Set task: In the interview below on human rights and content moderation, rewrite the paragraph beginning "The first is where physical harms were perpetrated" as a short list that keeps its main facts.

Text provided:
☆ ☆ ☆

In the age of information and digital connectivity, the internet has become an invaluable platform for global communication, idea sharing, and the exercise of freedom of expression. However, this boundless landscape of online content has also given rise to complex challenges, particularly in the realm of human rights.

As online platforms grapple with the task of safeguarding user safety and preventing the spread of harmful or illegal content, content moderation is playing an increasingly integral role in preserving human rights.

“I was a lawyer and a law professor for about five years, but then became very frustrated with the limits of law to make social change,” says Alexa Koenig, co-executive director at the Human Rights Center, based at the UC Berkeley School of Law.

“The first big portfolio that I was asked to engage on [when I joined the Human Rights Center as executive director] was thinking about how new and emerging technologies were transforming the practice of human rights,” she explains. “We were looking at things like how information posted to social media sites could be useful at international tribunals for proving what was happening in physical spaces. And also how increased accessibility to satellite imagery, drone technologies, the rise in machine learning and automated processes could help us understand what’s happening in the world, get accountability when human rights have been violated, and prevent human rights violations in the first place.”

Striking the right balance between preserving freedom of expression and ensuring user safety is not an easy task, but it is a crucial one in today’s interconnected world. Here, WebPurify’s VP of Trust & Safety Alexandra Popken spoke to Alexa to delve into the intricate web of human rights and content moderation, shedding light on the delicate balancing act faced by online platforms.

 

How should companies or people even begin to define human rights abuses in the context of online content?

Alexa Koenig: We really have two buckets of information that are circulating in online spaces that reflect human rights harms.

The first is where physical harms were perpetrated and videos or photographs got posted into online spaces. The second is where the digital space itself becomes the scene of an international crime or human rights wrong. And that would be things like the dissemination of hate speech or incitement to violence. One notable example would be how hate speech circulated with regards to the Rohingya in Myanmar and the way that potentially led to offline harms.

The core of the human rights framework is all about respecting individuals’ dignity. So how do we ensure that the digital spaces we’re all living, working and playing in are respectful, and recognize every person as having a package of rights?

That includes things like the right to non-discrimination. Do all people have access to the internet? How are they treated once they’re online? Are they being discriminated against on the basis, for example, of race, ethnicity, religion or gender?

Second, things like freedom of expression. Are people able to state and communicate what they feel desperately needs to be communicated? There are also issues of privacy. Whose privacy is respected on what basis? Do people have control over their own privacy? And access to information is another critical one.

One thing that puts the thumb on the scale, in favor of things being left up, is that we want people to have access to the information that they need to live their lives, or that will make their lives more fulfilling and enjoyable.

The challenge, of course, is that it can be difficult for companies tasked with operating these online spaces to know which of these human rights interests to prioritize.

So for example, whereas protecting someone’s privacy might suggest you want to take particular content down, having access to information may dictate in favor of leaving that up. And I think it’s really healthy and helpful for the communities that are most impacted to be part of the problem-solving when the companies and human rights practitioners talk about these things. Because these are not easy trade-offs to make, and the solutions are never going to satisfy everyone.

☆ ☆ ☆

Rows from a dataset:
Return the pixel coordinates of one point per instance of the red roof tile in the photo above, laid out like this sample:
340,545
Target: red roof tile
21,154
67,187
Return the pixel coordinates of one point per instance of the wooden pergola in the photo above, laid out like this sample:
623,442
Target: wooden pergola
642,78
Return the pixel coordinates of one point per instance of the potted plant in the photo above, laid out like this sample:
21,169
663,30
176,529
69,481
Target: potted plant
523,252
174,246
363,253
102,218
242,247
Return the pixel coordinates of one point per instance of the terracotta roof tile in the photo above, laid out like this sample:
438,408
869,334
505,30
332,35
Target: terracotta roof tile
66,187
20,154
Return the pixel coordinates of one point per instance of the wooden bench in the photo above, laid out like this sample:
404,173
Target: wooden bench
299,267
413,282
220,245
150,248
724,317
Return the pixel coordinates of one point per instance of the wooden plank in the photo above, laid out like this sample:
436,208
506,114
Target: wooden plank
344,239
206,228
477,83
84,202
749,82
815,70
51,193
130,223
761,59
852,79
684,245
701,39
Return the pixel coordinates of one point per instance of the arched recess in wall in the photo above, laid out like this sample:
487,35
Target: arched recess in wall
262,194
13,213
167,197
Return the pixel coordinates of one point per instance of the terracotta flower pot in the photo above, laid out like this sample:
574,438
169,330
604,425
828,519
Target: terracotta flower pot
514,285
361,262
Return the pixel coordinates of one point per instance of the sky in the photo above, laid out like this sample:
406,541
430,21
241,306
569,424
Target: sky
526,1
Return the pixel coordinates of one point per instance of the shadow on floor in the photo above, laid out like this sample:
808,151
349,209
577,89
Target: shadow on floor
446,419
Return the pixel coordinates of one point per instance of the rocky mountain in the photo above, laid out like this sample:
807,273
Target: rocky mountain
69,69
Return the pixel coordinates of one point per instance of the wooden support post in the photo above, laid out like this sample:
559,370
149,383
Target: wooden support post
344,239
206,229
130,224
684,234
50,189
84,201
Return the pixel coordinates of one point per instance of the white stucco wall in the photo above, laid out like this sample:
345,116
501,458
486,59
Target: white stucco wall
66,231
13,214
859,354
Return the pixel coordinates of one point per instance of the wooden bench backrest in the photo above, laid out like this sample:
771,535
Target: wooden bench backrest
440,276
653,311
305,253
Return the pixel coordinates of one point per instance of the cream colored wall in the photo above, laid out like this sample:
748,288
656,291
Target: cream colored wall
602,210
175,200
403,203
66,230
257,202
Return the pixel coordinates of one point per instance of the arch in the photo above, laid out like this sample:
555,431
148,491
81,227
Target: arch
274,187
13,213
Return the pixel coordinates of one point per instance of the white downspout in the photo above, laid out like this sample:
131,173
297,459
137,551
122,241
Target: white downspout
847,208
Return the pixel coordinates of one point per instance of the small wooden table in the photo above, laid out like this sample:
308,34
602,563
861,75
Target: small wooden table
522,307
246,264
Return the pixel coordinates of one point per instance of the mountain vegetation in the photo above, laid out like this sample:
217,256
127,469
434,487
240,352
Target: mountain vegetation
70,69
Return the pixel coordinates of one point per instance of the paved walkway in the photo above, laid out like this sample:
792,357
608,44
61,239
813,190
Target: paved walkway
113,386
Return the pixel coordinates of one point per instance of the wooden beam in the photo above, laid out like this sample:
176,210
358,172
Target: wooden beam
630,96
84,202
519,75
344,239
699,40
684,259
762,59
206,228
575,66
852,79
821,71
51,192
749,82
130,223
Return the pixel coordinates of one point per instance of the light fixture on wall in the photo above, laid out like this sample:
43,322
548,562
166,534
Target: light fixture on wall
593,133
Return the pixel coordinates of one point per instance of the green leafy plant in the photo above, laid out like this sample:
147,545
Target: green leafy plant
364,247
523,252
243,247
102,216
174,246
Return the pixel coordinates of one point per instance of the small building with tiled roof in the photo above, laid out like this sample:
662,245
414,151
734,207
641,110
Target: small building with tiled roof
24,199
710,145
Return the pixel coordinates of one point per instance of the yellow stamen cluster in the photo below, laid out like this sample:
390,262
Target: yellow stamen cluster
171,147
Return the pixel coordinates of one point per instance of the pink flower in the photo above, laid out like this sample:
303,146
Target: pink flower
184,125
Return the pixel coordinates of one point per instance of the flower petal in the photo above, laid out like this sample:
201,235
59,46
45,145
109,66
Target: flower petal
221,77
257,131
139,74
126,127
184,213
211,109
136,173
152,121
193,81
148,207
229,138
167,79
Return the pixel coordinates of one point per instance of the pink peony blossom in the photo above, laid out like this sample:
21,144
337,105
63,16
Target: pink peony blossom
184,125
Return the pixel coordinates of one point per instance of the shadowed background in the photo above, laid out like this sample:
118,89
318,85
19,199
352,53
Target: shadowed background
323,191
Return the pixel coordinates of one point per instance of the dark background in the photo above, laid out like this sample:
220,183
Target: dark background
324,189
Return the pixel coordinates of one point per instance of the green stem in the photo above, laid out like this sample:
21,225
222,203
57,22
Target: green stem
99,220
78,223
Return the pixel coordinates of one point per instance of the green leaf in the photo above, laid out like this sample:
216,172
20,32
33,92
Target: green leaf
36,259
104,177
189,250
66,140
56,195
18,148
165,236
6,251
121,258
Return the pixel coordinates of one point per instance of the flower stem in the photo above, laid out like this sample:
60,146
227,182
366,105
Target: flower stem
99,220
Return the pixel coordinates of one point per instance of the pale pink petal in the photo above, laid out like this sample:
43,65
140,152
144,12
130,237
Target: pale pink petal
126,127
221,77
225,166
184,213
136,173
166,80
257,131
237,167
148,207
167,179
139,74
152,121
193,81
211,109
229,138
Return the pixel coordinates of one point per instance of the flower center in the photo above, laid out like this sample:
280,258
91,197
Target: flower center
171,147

☆ ☆ ☆

Reply:
- First, physical harms were committed, and videos or photographs of them were posted online.
- Second, the digital space itself becomes the scene of an international crime or human rights wrong, such as spreading hate speech or incitement to violence.
- A notable example is the hate speech that circulated about the Rohingya in Myanmar, which potentially led to offline harms.